─── Available data
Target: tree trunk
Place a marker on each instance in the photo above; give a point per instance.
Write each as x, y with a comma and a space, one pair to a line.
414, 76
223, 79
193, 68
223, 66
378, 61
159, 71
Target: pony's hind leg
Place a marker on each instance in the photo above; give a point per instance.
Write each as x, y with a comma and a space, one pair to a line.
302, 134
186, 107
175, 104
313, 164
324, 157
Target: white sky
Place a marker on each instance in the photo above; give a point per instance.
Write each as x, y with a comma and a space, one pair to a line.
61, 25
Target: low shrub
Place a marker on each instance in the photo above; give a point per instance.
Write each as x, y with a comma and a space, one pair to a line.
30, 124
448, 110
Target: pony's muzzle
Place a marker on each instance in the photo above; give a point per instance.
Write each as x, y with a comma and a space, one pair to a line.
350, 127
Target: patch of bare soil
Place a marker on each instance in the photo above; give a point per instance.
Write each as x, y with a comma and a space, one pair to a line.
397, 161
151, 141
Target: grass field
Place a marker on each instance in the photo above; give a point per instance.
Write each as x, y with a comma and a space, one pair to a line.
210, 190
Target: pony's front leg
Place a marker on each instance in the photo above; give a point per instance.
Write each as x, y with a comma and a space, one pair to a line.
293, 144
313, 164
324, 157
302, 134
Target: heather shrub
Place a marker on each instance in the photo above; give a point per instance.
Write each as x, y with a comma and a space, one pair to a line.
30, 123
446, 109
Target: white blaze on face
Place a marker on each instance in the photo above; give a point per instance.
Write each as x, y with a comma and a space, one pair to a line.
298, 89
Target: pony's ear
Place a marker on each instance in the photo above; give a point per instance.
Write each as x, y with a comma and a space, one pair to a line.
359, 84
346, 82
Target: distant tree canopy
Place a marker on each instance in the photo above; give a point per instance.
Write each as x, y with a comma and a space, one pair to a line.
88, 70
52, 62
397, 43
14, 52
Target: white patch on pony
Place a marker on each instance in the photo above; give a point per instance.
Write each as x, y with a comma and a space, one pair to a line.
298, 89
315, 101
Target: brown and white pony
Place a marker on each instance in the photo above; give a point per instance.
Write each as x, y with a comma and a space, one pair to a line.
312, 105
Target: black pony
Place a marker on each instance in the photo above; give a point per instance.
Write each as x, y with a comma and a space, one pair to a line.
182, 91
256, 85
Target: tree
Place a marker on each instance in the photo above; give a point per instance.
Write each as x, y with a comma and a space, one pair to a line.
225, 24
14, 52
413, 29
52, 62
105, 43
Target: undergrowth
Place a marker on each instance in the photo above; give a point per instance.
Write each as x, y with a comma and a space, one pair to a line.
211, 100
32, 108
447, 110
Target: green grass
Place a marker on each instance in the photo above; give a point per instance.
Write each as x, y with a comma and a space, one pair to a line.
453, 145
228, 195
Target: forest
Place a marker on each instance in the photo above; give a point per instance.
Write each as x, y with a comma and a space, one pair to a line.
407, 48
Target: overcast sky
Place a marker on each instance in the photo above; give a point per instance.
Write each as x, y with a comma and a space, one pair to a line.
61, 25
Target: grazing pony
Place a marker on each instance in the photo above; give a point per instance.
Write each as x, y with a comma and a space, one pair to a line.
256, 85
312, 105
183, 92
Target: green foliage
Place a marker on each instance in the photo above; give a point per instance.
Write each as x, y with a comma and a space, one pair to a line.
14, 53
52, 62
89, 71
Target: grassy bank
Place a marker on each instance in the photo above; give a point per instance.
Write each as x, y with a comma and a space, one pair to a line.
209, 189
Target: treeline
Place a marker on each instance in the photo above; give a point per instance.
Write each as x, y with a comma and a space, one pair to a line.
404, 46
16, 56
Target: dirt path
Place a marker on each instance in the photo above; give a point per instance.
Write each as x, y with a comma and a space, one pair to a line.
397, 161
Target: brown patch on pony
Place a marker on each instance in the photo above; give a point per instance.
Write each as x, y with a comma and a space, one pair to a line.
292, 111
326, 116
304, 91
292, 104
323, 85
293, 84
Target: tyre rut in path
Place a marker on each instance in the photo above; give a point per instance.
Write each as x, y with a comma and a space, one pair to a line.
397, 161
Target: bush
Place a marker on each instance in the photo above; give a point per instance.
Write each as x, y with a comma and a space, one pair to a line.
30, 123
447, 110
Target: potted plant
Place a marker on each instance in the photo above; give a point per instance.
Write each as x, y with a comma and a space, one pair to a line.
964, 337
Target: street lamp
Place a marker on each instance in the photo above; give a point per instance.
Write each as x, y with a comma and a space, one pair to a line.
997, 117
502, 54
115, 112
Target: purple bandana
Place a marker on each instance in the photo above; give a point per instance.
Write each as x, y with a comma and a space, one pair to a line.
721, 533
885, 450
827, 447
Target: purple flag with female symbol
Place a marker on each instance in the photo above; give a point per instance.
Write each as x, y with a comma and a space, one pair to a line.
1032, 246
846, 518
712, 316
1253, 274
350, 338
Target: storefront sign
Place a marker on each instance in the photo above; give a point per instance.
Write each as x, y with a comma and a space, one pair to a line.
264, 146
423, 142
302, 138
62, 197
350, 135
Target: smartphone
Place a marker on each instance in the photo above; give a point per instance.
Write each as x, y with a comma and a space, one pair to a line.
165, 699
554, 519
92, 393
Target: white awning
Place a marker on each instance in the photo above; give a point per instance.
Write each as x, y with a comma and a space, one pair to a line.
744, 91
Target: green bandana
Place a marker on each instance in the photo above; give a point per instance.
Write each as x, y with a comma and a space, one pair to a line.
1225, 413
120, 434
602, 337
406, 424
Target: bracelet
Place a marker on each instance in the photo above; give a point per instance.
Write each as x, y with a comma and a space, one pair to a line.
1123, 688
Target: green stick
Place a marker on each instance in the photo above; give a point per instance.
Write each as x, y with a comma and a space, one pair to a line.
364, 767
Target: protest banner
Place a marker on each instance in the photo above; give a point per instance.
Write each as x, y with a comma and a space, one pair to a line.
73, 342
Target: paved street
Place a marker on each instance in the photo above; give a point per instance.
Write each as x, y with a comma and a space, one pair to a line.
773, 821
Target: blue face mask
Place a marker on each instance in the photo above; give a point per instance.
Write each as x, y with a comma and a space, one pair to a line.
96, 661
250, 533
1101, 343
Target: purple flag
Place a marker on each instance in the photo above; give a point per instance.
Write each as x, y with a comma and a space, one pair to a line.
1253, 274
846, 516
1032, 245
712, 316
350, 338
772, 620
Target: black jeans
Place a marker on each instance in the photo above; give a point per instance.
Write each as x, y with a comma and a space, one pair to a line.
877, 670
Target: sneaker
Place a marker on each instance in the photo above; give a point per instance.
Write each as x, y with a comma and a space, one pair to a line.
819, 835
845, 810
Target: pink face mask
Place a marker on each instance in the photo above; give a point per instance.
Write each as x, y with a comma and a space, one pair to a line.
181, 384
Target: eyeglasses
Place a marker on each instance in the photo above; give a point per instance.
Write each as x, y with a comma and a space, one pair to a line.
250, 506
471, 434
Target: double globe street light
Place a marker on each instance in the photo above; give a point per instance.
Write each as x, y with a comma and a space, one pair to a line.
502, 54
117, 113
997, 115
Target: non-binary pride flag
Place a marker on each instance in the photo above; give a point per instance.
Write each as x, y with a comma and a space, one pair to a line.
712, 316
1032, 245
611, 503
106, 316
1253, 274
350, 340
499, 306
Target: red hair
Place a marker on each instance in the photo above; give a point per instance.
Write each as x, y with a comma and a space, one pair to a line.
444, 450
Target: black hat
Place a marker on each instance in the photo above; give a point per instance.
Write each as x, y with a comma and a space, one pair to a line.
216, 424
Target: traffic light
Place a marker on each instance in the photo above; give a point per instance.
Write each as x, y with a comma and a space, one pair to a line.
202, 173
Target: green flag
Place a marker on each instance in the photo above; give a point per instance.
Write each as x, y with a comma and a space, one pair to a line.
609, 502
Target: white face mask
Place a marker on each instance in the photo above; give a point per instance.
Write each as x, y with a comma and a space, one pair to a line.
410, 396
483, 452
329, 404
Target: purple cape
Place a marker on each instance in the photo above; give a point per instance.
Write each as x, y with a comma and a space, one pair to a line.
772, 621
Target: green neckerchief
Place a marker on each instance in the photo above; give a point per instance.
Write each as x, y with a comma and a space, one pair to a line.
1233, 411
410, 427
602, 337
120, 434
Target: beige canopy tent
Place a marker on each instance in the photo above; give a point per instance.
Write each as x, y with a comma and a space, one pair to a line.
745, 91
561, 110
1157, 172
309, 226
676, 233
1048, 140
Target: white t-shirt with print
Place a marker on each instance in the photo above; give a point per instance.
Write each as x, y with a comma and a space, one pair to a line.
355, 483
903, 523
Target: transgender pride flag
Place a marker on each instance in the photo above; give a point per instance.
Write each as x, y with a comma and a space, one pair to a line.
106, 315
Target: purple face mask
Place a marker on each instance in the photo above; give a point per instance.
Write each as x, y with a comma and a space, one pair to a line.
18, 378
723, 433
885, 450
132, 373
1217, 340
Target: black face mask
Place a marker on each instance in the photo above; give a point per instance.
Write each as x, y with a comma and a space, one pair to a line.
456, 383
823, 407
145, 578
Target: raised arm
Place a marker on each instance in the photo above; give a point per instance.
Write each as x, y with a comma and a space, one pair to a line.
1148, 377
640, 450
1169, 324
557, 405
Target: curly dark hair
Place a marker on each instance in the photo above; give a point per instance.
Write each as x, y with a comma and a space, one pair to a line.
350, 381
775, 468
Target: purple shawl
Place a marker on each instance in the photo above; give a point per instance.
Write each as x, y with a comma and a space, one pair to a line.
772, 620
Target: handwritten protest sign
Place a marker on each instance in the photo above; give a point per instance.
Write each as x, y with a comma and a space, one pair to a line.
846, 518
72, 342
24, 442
──────
What the task requires
Everything from the line that contains "Target: curly dark hair" through the end of the records must be duplicated exactly, and nothing outside that range.

Answer for this exercise
Target: curly dark hair
Place a marker on each instance in the photo above; give a point per instance.
Write each as x, y with a comma and a space, one pair to a line.
350, 381
775, 468
Target: purple shawl
Place a marker on each instance in the photo above; give a point per instance.
Write each as x, y with a comma and a space, one pair to a line.
772, 620
Target: handwritten protest sign
Place a marker on each instance in the photo above; give a point per instance.
Write each as x, y with a comma and a space, one pair to a line.
846, 518
72, 342
24, 442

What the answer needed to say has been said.